* START Data extract *

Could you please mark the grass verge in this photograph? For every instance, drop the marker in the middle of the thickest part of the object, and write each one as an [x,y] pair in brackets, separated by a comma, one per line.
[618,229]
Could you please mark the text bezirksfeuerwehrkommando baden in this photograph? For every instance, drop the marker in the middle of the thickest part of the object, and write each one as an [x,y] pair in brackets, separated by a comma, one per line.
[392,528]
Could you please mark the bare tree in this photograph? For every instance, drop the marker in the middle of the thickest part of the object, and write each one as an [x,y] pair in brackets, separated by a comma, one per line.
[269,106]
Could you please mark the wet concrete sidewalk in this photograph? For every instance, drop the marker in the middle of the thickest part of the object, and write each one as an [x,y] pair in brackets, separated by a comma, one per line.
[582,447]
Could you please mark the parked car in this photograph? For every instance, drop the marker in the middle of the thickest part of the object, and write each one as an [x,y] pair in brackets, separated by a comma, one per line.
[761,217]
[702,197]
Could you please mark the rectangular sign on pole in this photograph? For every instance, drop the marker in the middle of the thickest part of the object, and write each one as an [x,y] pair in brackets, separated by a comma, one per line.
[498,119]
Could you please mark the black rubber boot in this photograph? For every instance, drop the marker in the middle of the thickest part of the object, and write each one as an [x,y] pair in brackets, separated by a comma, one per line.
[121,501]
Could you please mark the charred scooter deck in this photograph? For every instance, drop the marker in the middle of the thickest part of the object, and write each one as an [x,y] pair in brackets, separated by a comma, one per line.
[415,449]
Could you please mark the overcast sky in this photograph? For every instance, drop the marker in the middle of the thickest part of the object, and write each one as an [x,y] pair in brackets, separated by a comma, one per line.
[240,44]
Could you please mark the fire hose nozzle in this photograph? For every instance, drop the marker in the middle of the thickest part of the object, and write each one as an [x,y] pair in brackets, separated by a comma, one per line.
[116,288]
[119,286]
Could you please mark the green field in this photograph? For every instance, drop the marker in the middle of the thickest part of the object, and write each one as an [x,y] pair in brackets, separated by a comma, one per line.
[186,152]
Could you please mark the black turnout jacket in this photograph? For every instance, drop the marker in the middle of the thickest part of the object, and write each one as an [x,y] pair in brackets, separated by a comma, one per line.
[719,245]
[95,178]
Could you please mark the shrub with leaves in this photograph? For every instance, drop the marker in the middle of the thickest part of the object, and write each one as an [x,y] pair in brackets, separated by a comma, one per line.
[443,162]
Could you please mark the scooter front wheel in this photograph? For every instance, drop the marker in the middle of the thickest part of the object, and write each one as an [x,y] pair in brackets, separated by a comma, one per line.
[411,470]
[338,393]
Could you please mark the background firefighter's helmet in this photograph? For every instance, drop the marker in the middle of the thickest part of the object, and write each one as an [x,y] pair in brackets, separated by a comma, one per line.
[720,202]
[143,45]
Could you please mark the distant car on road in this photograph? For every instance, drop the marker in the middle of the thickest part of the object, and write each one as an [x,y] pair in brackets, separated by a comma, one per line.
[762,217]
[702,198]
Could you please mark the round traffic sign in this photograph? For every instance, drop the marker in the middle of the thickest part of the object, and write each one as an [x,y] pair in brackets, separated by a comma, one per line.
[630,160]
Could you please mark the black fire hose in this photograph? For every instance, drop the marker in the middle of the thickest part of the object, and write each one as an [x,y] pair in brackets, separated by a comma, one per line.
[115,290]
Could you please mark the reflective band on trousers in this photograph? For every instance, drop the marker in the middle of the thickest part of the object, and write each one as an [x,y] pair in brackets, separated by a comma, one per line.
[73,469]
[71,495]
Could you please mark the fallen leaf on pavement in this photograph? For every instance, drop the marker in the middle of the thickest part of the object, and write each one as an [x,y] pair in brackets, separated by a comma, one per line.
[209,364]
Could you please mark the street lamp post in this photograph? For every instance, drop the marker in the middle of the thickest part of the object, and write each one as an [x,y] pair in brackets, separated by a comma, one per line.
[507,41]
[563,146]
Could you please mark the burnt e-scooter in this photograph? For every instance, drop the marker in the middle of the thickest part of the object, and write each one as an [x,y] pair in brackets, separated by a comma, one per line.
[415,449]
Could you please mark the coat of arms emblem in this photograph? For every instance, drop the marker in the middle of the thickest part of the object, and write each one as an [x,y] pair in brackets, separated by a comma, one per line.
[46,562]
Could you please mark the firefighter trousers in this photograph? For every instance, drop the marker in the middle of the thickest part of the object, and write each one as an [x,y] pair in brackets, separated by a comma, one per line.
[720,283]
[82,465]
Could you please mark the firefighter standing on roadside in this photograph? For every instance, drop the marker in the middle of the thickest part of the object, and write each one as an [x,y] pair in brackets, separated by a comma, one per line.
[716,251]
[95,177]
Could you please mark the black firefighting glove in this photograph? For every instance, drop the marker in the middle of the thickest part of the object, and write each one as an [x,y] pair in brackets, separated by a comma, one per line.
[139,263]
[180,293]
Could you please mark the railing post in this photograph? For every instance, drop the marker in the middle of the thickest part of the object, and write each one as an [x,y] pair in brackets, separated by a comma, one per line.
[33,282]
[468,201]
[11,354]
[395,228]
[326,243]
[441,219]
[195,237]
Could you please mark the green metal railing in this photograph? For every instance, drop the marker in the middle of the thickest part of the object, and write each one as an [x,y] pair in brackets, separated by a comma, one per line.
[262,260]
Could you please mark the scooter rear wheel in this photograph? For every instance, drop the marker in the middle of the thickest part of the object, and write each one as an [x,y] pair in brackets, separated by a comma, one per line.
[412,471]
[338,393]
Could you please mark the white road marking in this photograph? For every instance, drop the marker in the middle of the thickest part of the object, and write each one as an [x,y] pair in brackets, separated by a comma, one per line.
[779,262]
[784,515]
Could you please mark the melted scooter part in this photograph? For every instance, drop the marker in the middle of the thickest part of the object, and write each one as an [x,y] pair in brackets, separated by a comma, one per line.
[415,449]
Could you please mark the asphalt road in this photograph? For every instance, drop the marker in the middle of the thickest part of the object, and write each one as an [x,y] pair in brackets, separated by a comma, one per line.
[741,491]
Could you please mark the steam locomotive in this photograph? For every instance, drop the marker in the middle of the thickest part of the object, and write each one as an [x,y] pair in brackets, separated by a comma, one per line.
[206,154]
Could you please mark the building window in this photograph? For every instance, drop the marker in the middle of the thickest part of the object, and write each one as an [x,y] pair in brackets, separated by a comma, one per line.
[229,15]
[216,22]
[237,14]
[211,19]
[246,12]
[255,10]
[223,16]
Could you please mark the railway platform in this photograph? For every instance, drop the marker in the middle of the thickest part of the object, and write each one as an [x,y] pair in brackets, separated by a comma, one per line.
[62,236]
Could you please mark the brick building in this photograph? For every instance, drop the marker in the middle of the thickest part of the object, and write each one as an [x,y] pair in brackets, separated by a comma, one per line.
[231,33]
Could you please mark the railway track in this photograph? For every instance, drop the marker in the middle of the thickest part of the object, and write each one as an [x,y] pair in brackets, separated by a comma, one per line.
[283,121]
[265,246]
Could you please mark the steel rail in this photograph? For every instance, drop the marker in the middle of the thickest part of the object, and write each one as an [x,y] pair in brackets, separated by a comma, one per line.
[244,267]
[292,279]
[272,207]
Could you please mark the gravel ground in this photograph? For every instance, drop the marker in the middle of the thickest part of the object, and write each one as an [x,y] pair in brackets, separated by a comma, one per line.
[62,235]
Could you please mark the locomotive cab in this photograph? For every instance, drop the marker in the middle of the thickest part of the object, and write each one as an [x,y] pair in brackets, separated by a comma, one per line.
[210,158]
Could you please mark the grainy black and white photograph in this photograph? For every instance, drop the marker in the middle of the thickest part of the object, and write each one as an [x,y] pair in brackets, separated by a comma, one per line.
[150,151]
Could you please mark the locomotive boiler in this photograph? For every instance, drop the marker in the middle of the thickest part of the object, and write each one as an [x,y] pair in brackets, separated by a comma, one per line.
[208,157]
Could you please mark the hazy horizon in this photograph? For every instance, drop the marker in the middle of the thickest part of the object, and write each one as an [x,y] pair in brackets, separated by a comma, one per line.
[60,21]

* END Data extract *
* START Data extract *

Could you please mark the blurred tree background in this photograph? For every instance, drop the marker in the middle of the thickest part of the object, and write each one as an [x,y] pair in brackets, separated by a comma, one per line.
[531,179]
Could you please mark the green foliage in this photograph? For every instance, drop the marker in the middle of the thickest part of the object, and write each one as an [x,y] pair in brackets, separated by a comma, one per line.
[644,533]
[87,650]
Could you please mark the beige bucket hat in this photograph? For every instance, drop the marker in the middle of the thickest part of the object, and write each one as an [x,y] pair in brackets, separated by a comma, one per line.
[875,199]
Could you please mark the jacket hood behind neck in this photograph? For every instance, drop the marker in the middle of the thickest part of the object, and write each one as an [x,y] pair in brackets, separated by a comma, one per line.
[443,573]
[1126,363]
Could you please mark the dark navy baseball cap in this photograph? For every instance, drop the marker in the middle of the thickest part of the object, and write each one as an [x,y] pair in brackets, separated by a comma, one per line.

* END Data extract *

● What is needed
Count the lines in the rows above that contain the string "jacket", treating uppercase and lowercase letters as different. Give only the number.

● Output for this exercise
2